Page excerpt START

By Sudipto Sanyal

The Jatayu Conservation Breeding Centre, the world’s largest facility for protecting and breeding vultures, is hidden in a dense forest of sal and ash trees outside the town of Pinjore in northern India. You get there by following a rutted dirt track that even Google Maps doesn’t know about. Santosh Kumar’s family has lived in a nearby village for almost ten generations. For much of that time, vultures were a daily sight throughout the state of Haryana and, indeed, much of India. “When I was ten and an animal died,” recalled Kumar, a slight 46-year-old, “hundreds of the damn birds would gather.”

Like many Indians who live under skies that are no longer darkened by vultures, Kumar, who runs a small shop at the edge of the forest, speaks of the birds wistfully—and conspiratorially. “All the vultures disappeared after an earthquake in Pakistan and never came back,” he told me while handing over an ice-cold bottle of water. “The Pakistanis lured them with rotting corpses.”

Given the suddenness and scale of the vultures’ disappearance, it’s not surprising that the mind reaches for such far-fetched explanations. Sometime in the 1990s vultures started dropping dead throughout India—first in the thousands, then in the millions. By 2007 more than 99% of the estimated 40m vultures in South Asia had died. This was an example of what ecologists call a “functional extinction”: a population so diminished that it can no longer fulfill its role in the ecosystem.

At first, biologists were baffled. Livestock carcasses—vultures’ main source of food—were tested for pesticides, but none appeared to be present. Then the autopsies of dead vultures began to show the presence of visceral gout, a disease that encrusts the birds’ internal organs in a crystalline shroud. This prevented the vultures’ kidneys from expelling uric acid, causing them to die of renal failure.

Page excerpt END
Records START

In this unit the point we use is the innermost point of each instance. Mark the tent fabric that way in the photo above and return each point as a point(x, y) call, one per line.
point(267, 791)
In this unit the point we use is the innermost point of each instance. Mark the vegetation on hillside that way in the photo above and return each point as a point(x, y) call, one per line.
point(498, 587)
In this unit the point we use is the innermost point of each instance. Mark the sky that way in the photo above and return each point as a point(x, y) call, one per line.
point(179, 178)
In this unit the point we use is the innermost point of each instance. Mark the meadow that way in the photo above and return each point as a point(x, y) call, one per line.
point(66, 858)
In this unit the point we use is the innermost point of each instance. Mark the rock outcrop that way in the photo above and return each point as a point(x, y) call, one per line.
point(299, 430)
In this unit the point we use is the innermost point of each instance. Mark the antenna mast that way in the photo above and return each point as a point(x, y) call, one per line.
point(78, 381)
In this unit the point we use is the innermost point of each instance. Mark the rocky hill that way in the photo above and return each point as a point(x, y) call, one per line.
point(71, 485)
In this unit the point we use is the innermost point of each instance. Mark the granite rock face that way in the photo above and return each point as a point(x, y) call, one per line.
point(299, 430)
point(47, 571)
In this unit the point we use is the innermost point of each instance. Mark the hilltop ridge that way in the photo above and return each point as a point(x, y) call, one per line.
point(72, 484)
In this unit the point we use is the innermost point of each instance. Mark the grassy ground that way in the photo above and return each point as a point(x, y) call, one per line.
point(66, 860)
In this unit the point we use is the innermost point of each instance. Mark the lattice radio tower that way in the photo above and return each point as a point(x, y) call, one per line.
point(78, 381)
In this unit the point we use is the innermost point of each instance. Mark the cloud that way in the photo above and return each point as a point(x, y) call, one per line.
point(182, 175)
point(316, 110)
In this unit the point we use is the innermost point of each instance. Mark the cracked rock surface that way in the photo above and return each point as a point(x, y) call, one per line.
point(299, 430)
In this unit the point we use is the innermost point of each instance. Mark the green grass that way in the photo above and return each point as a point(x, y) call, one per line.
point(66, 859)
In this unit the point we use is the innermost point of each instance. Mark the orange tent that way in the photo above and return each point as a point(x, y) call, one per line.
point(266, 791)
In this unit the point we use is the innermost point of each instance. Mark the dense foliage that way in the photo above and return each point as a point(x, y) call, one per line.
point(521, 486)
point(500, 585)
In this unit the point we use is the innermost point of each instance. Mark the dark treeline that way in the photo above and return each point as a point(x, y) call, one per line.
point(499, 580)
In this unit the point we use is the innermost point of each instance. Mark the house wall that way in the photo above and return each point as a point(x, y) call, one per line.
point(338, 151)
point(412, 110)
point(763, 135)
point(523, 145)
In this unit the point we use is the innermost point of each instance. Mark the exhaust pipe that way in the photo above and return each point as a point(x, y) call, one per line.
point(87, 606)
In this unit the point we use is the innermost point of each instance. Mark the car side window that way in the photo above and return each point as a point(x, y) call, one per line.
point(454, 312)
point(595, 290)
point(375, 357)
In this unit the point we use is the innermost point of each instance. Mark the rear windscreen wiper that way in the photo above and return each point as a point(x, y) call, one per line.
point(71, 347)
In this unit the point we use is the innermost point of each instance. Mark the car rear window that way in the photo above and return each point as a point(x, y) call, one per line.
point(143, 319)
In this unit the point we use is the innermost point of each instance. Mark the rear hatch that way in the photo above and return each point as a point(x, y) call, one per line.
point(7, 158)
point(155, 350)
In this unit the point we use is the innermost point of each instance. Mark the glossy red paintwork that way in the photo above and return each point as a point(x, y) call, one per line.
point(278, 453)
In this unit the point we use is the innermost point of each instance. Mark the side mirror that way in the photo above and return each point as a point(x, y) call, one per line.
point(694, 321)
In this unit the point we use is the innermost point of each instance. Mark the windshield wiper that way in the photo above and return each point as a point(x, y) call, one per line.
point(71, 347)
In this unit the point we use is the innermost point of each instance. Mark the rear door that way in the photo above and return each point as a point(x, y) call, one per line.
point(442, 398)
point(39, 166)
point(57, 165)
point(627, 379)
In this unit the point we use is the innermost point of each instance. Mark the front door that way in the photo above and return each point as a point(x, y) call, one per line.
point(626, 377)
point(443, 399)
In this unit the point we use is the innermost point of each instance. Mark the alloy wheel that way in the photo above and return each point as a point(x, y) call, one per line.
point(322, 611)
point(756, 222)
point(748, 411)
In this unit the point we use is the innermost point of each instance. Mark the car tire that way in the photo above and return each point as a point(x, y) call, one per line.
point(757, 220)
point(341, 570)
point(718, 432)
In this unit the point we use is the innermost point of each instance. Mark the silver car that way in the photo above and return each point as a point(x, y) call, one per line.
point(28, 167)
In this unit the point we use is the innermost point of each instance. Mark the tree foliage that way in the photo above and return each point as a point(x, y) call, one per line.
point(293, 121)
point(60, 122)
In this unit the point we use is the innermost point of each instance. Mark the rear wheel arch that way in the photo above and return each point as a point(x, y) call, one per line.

Records END

| Tasks to complete |
1) Revise everything in the article on India's vultures from "Given the suddenness" down to "in the ecosystem.", replacing "far-fetched" with "outlandish".
2) Carry the article on India's vanishing vultures forward from the point where it stops.

| Results in order |
1)
Given the suddenness and scale of the vultures’ disappearance, it’s not surprising that the mind reaches for such outlandish explanations. Sometime in the 1990s vultures started dropping dead throughout India—first in the thousands, then in the millions. By 2007 more than 99% of the estimated 40m vultures in South Asia had died. This was an example of what ecologists call a “functional extinction”: a population so diminished that it can no longer fulfill its role in the ecosystem.

2)
The culprit turned out to be diclofenac—a non-steroidal anti-inflammatory drug (NSAID) typically prescribed to large animals, including humans. By the early 1990s, diclofenac was the cheapest and most widely used NSAID in India. Vultures, as nature’s disposal system, were scavenging the remains of dead cattle and ingesting traces of the drug.

Until the diclofenac scourge of the 1990s, vultures were responsible for the disposal of roughly 27.5m cow carcasses in India each year. In the vultures’ absence, rats and feral dogs have come to fill the scavenging void, albeit far less efficiently. This, in turn, has fuelled the spread of animal-borne diseases such as rabies, as well as other issues related to poor sanitation. Eyal Frank and Anant Sudarshan, economists from the University of Chicago and the University of Warwick, respectively, have calculated that more than 500,000 Indians died between 2000 and 2005 alone because of the loss of vultures’ scavenging services. They reckon that these premature deaths cost the country close to $70bn each year—roughly 1.7% of the country’s GDP—during that period. (Given that the vulture population hasn’t recovered to pre-diclofenac levels, it’s likely that such human and economic costs continue to be incurred.)